═══ TEXT ═══

The pivotal Phase 3 fracture endpoint trial, called the Fracture Reduction Evaluation of Denosumab in Osteoporosis (FREEDOM) study, enrolled 7808 healthy postmenopausal women with osteoporosis who were randomly assigned to receive placebo or denosumab 60 mg subcutaneously Q6M [16]. All received calcium and vitamin D. The average age of subjects in FREEDOM was 72.3 years; 23% had one mild vertebral fracture at baseline. After three years of treatment, the incidence of new morphometric vertebral fractures decreased from 7.2% with placebo to 2.3% with denosumab (68% relative reduction, 95% confidence interval (CI) 59%,74%). A decrease of at least 60% was also seen at the 1 and 2-year time points. The incidence of hip and nonvertebral fracture was 1.2% and 8.0%, respectively, in subjects receiving placebo, and was 0.7% and 6.5%, respectively, in the denosumab group, resulting in a relative risk reduction of hip fracture of 40% (CI 3%,63%) and 20% (CI 5%,33%) for nonvertebral fracture. As was observed in the Phase 2 study, significant increases in BMD were noted in the lumbar spine (9.2%), total hip (6%) and distal radius (3.2%) with denosumab compared to placebo at 3 years [16], [17] (Table 1). In FREEDOM, the change in total hip BMD from baseline to 36 months with denosumab accounted for 35% and 87% of the reduction in risk of vertebral and non-vertebral fractures, respectively [18].

═══

■ **GOAL OF THE EXERCISE**
According to the denosumab fracture trial text, what was the average age of the subjects enrolled in FREEDOM?

═══ EXTRACTED DATA ═══

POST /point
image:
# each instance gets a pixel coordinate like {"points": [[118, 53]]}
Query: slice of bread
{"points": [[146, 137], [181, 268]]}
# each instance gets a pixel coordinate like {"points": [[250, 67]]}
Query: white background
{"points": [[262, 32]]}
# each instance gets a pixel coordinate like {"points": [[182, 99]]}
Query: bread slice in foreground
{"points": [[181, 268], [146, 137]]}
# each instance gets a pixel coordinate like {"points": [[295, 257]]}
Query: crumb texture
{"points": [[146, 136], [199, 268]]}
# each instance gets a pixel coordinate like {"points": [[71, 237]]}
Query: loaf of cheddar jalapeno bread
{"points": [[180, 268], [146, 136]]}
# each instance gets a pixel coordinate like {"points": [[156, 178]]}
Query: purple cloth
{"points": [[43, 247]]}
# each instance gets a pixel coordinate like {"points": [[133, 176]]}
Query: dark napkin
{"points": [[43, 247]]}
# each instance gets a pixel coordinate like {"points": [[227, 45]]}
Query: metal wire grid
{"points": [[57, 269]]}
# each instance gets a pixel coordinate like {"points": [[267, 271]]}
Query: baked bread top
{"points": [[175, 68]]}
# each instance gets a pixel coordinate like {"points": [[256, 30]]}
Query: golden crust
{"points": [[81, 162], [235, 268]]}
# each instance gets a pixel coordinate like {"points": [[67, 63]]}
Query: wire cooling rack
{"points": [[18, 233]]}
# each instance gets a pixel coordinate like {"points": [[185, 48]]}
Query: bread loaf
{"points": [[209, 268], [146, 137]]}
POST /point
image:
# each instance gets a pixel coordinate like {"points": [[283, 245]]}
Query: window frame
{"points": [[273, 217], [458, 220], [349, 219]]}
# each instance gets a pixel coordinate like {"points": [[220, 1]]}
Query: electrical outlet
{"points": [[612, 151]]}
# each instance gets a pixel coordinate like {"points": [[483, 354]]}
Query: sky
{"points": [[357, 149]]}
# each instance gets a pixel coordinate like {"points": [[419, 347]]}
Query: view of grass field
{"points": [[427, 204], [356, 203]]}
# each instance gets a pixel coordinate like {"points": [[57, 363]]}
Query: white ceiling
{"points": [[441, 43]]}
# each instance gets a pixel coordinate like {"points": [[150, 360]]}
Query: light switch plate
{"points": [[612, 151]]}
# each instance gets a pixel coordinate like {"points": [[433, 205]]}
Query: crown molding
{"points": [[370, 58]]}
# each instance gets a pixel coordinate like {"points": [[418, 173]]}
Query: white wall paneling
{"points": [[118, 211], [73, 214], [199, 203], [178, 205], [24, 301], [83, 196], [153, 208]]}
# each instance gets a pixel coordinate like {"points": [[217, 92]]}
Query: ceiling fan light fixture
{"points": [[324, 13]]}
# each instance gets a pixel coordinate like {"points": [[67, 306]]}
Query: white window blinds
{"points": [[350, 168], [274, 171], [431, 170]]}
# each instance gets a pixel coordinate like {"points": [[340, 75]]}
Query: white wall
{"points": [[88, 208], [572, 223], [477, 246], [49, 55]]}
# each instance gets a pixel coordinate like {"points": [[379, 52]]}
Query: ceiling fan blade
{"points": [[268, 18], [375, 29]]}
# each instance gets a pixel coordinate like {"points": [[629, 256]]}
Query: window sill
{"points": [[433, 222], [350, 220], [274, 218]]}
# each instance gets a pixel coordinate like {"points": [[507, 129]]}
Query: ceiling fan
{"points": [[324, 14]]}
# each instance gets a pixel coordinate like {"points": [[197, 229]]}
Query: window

═══

■ **RESULT OF THE TASK**
72.3 years